What is required -> Show each line below that contains the string "rough".

[Dataset entries]
========================================

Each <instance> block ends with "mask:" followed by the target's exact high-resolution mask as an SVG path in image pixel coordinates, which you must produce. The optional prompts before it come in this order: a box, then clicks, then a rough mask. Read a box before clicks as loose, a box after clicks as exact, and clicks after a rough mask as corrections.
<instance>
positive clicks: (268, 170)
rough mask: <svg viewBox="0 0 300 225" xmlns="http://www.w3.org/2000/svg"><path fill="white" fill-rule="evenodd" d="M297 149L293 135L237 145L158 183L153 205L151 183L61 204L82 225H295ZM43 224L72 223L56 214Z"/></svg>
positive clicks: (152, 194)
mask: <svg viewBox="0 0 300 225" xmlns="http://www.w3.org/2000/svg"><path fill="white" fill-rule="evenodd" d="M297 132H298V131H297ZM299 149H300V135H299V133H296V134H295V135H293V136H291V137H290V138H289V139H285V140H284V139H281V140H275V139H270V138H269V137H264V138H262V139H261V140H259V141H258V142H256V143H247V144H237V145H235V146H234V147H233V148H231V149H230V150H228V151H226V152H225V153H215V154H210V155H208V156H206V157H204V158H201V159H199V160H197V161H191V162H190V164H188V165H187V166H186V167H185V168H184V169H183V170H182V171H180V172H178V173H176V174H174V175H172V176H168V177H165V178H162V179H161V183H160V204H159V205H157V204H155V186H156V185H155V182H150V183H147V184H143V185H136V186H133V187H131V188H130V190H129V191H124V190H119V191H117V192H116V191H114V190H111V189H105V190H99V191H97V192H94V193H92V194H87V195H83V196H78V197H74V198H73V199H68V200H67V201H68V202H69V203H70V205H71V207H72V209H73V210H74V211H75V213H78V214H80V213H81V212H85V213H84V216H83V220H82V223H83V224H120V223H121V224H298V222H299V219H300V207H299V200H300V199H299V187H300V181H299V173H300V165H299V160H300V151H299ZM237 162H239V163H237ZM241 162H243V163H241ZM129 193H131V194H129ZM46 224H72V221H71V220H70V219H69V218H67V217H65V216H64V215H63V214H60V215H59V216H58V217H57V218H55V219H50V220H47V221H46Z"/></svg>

========================================

Output for this task ->
Each <instance> block ends with "mask:" followed by the target's exact high-resolution mask as an SVG path in image pixel coordinates, which you must produce. The optional prompts before it come in this order: a box, then clicks, then a rough mask. Read a box before clicks as loose, a box after clicks as exact, and clicks after a rough mask as corrections.
rough mask: <svg viewBox="0 0 300 225" xmlns="http://www.w3.org/2000/svg"><path fill="white" fill-rule="evenodd" d="M297 149L293 135L237 145L158 183L153 205L151 183L61 204L82 225H295ZM43 224L72 223L56 214Z"/></svg>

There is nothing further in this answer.